## RECORDED INFORMATION:
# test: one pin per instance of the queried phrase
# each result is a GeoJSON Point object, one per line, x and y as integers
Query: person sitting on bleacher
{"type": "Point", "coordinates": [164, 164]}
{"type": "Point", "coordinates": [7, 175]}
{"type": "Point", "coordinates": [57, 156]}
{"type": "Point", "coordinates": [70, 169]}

## TASK BRIEF:
Output all of the data above without any alteration.

## EXERCISE OUTPUT:
# test: one pin per instance of the queried phrase
# each result is a GeoJSON Point object, one per line, x and y as integers
Query: person sitting on bleacher
{"type": "Point", "coordinates": [164, 164]}
{"type": "Point", "coordinates": [7, 175]}
{"type": "Point", "coordinates": [57, 156]}
{"type": "Point", "coordinates": [70, 169]}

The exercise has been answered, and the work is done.